WHAT THE EXERCISE ASKS
Using the listing below, print exactly everything from the line with "The component shall return one point per instance of the red" down to the line with "The component shall return one point per instance of the poster", both included, and nothing more.
### DATA EXTRACTS
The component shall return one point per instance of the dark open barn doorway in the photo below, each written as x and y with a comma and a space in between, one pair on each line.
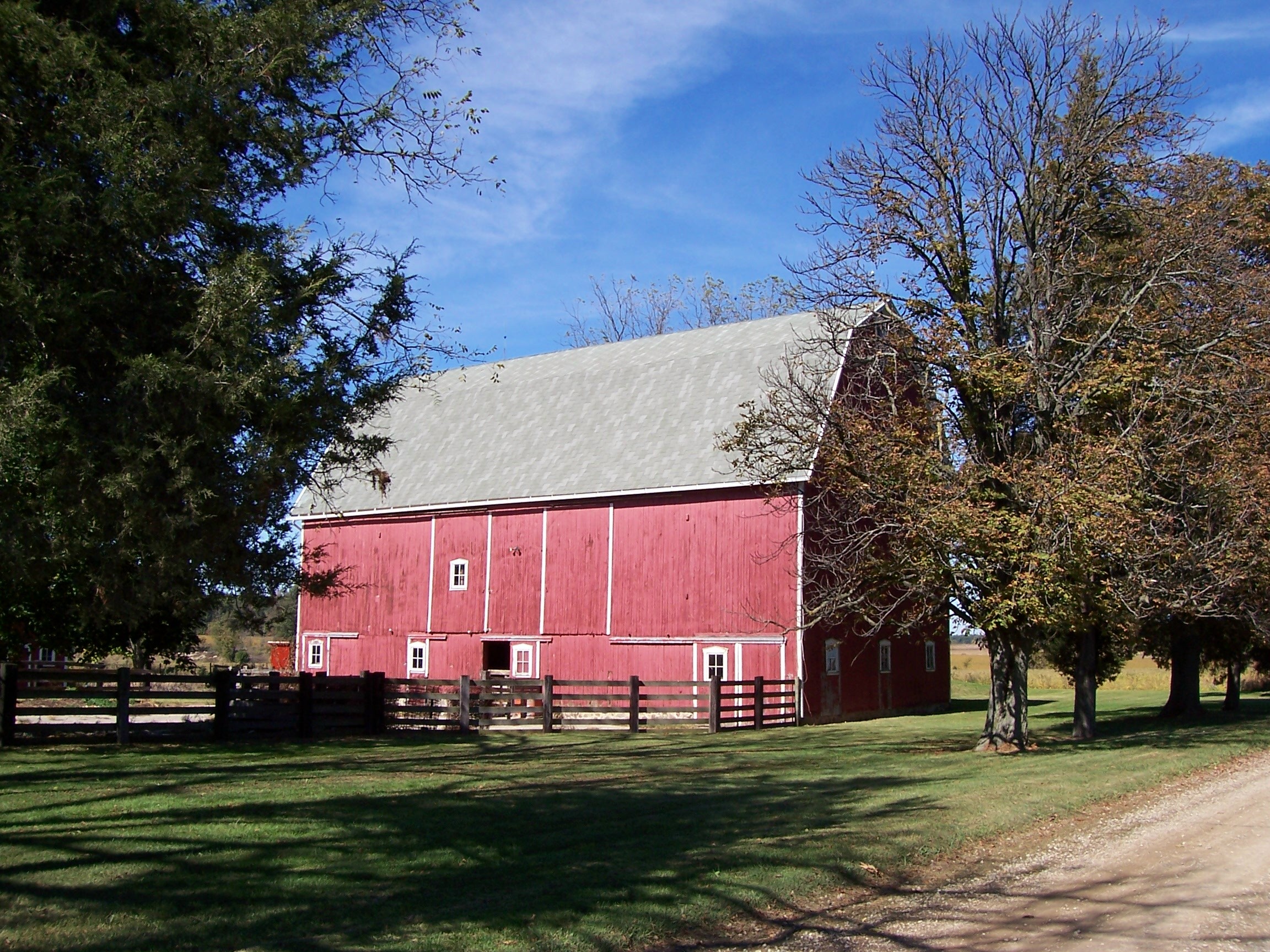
######
### DATA EXTRACTS
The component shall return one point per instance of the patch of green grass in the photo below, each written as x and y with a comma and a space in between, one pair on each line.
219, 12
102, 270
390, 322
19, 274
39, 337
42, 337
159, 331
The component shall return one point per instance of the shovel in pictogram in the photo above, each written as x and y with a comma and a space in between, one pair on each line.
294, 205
######
### DATA EXTRACTS
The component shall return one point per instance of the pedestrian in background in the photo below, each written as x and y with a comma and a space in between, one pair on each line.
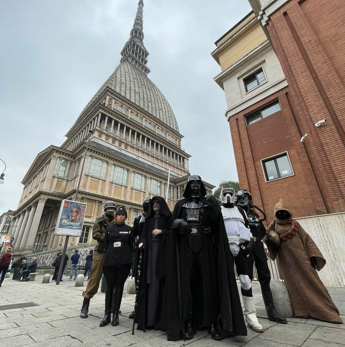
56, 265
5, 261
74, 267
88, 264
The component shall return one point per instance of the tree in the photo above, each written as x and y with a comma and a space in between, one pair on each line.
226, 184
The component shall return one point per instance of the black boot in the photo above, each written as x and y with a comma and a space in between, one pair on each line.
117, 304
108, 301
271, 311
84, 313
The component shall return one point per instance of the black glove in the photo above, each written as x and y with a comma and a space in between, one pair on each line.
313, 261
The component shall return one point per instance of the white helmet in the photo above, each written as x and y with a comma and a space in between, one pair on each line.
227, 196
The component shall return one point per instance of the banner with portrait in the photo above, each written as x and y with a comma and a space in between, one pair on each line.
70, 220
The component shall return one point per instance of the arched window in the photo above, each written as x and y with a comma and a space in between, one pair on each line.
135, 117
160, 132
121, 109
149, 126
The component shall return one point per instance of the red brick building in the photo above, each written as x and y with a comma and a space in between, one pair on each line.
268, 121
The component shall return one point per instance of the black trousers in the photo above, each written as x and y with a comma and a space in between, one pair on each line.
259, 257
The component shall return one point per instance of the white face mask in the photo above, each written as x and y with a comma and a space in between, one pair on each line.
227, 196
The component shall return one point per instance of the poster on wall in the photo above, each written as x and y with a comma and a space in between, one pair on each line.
######
RESPONSE TO THIS TASK
The component shall return one point per instance of the red brick building in the photo above, each written as x and y with a comma and a space in between, one pair on each line.
268, 121
The component shall return one point per instance of the black trousers in the photo above, each written as x and y with a comma and a space in between, one pair on each line.
259, 257
The component shall return one point per instance of the white face mask in the photo above, each written as x and y with a comma and a space in between, one pair on each line.
227, 196
The component shall return one point per instance of the poster on wall in the photo above, each written as x and y with a comma and a space in between, one pair on each line.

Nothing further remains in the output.